AIM
Which lines of the listing below contain the word "point"? Report each of them in full.

--- start of MATERIAL PROVIDED ---

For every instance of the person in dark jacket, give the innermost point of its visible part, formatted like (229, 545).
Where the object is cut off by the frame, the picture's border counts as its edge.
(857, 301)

--- end of MATERIAL PROVIDED ---
--- start of MATERIAL PROVIDED ---

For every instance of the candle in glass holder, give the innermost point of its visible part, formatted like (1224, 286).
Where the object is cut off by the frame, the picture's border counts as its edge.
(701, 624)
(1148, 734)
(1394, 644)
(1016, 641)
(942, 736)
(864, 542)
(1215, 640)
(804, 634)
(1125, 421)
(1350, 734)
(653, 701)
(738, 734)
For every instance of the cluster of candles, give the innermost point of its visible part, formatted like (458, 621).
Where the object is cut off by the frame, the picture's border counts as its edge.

--- end of MATERIAL PROVIDED ---

RIGHT ANSWER
For every instance of the person in dark jacket, give the innermost point of its visible part, formatted like (229, 545).
For every instance of the candle in glass holder, give the innermost point of its visible part, formatted like (1224, 286).
For every instance of the cluster of candles, give the innermost point of its visible part, formatted like (458, 621).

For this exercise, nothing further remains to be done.